▶ _Point-per-instance localization data_
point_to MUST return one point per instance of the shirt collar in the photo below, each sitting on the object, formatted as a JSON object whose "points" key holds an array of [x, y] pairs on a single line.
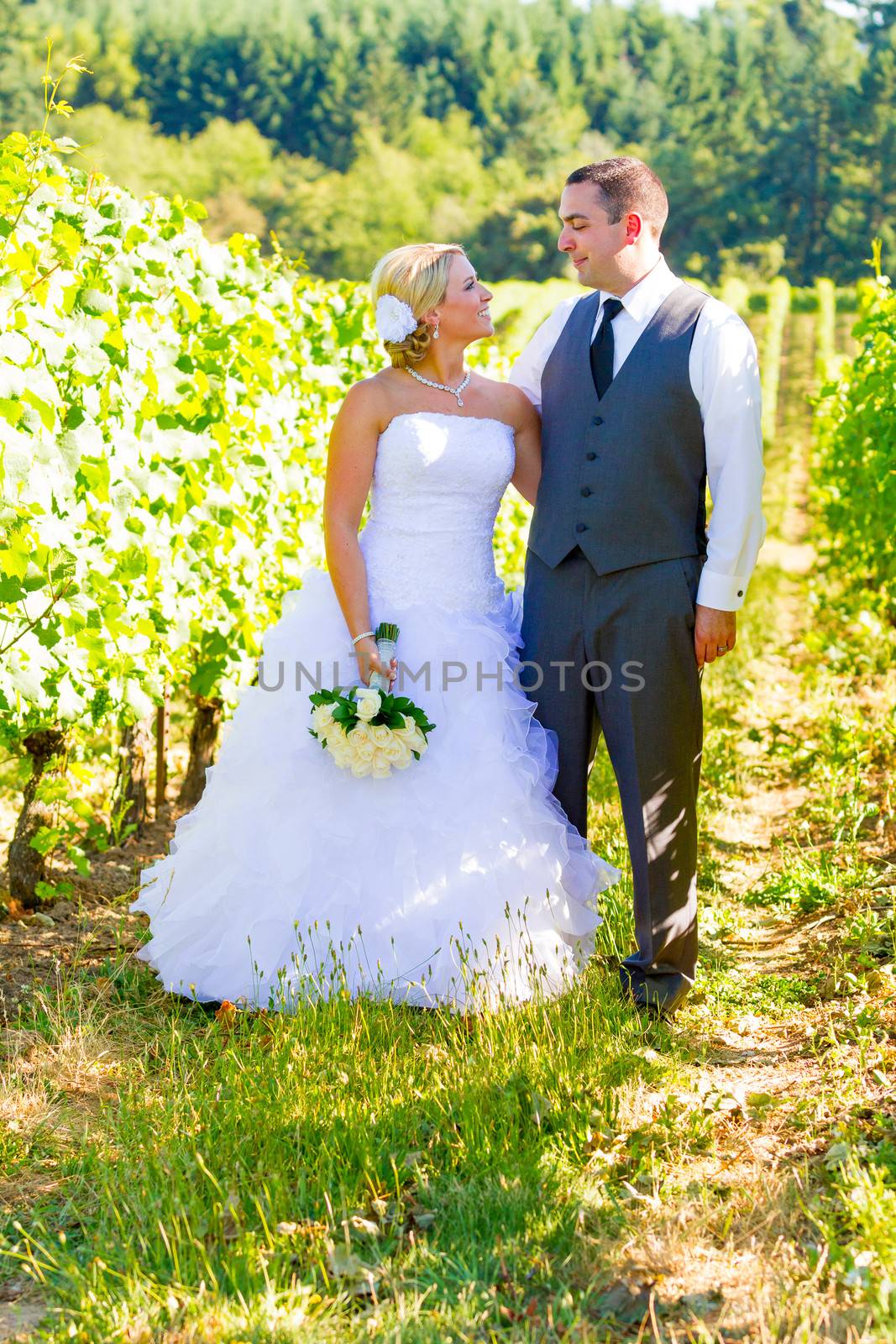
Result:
{"points": [[645, 297]]}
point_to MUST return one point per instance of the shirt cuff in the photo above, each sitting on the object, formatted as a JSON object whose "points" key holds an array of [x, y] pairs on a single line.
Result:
{"points": [[723, 591]]}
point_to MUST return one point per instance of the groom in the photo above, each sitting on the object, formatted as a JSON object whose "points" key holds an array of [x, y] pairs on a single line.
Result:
{"points": [[647, 389]]}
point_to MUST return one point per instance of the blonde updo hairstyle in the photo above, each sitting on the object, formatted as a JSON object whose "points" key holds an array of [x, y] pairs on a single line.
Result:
{"points": [[418, 275]]}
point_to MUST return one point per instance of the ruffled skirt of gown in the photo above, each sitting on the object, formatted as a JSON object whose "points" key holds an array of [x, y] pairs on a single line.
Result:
{"points": [[456, 880]]}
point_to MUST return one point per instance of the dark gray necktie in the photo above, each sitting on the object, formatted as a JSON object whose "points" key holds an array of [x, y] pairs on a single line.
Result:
{"points": [[602, 347]]}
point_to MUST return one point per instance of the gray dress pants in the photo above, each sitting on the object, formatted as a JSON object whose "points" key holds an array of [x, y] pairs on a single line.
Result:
{"points": [[614, 654]]}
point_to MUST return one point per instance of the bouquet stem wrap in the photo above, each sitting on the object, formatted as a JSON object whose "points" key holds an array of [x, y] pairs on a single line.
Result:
{"points": [[385, 638]]}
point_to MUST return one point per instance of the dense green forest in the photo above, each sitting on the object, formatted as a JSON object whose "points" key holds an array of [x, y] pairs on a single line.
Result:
{"points": [[345, 125]]}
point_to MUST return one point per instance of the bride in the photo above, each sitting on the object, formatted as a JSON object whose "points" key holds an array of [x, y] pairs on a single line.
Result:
{"points": [[458, 879]]}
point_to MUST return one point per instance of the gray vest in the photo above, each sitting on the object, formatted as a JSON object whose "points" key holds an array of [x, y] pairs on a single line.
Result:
{"points": [[622, 476]]}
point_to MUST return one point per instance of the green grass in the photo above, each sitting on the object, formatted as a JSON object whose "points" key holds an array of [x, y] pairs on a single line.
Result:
{"points": [[359, 1152], [362, 1171]]}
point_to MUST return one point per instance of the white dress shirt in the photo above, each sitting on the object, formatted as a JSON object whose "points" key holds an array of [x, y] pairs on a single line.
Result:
{"points": [[725, 376]]}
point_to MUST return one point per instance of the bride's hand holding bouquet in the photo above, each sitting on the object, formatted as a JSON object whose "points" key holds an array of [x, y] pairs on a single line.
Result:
{"points": [[369, 730]]}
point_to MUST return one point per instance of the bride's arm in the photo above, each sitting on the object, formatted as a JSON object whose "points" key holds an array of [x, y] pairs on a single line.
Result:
{"points": [[349, 470], [527, 423]]}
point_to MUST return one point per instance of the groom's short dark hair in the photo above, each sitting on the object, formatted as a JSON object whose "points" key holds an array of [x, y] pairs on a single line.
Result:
{"points": [[626, 183]]}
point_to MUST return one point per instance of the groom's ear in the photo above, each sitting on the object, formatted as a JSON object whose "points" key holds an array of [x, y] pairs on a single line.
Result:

▶ _GOAL OF THE EXERCISE_
All of the entries above need to be repeated exactly, minus the pictures.

▶ _ANSWER BOX_
point_to MUST return one point per instance of the shirt collar in the photo below, each sitting on the object, formatted as a JSON object whose "points" key holds an array of [x, y] pairs on a single line.
Result:
{"points": [[645, 297]]}
point_to MUST return one point per instance of the shirt cuff in the photo above, each sitting on the object, formatted as a JSON object whose "points" key holds an array of [x, y] pairs on a single line.
Result:
{"points": [[723, 591]]}
point_to MUST return one point per instance of the groom in the photo above, each sitting on the object, formatted as a JSON object whose "points" key holds an array of [x, y] pairs on a single line.
Result:
{"points": [[647, 389]]}
point_to MUST return one point per instance of the blonde updo hairstyle in the photo above, each sitting on the object, formatted as a JSON object whose "points" key holds an array of [x, y] pairs on a single line.
Result:
{"points": [[418, 275]]}
point_to MUST return one point per instance of the ruffled skirt of gown in the photo above, each sitting on the object, formatted as a JSON object whose "points" key holds an array of [x, y] pairs on a single line.
Result:
{"points": [[456, 880]]}
point_to MUST return one point per instance of the dark gray necktie in the photo above, each sitting on the object, formatted as a JSON object whose "points" key holds an array of [x, y] pairs on a single line.
Result:
{"points": [[602, 347]]}
point_to MUST return one point per instance of the gray dress pants in the photo above, each sitting on the object, formatted as a JSON object whose "points" key holds an array of [x, y] pairs on a single line.
Result:
{"points": [[614, 654]]}
point_to MUST return one point per instance of the bouquet stem wrap in the photo above, each sitting on the object, formatted as a JSON object whose "points" key holds an array of [x, y] pairs on a single line.
Result:
{"points": [[385, 638]]}
point_to MUST return one point per instance of the dense green forest in the photo above, each sitting on the object, formatted as a JSON object whose "points" key holds an array of [x, y] pairs on a single line.
Result:
{"points": [[345, 125]]}
point_to MUST return one point per instance of the bride in the photo above, each sitting on the object, formatted as a JSON object whose "points" key holds an array of [x, y] pairs on a single line.
Result:
{"points": [[458, 879]]}
point_to MUST return one point per instance of the gray vest in the photo above, each sitting on the object, formatted as a JSON object whose "points" key holds an array of [x, y] pairs on a single line.
Result:
{"points": [[622, 476]]}
point_to MUST return one point per instance of the green grass in the photo above, each sitting on the object, formatted as a JSON object whose "points" key holds an array of [x, y] pairs on a single line.
Result:
{"points": [[359, 1152], [362, 1171]]}
point_to MUST return one point per instance of the white dress shirt in the photo above, each sitting on the object, formatted as a JSON object whose "points" key holds an array of [x, y] pairs on a single line.
Result:
{"points": [[725, 376]]}
point_to MUST return one point per instance of the bride's hand holding bouquet in the photo above, each sitting on the object, formatted as a JSON object whose "points" key holds an array of [x, y] pairs on a single line.
Result:
{"points": [[369, 730]]}
point_to MUST return one point per instance of the bride's arm in the photo above, each sitting on the object, formatted as a JSON object whose "points" key holds an array of [x, y] pairs on a single line.
Result:
{"points": [[349, 470], [527, 423]]}
point_to MUST return one point per instance of the groom's short dark hair in the photo above, each sitting on the object, formatted as a JSON object whose "points" key holds an array of [x, y] pairs on a single line.
Result:
{"points": [[626, 183]]}
point_to MUST return one point per instance of the groom's ear in the photo above, each sitting on the object, formatted as a JSON object whose "points" key holds an array of [x, y] pairs on a single line.
Result:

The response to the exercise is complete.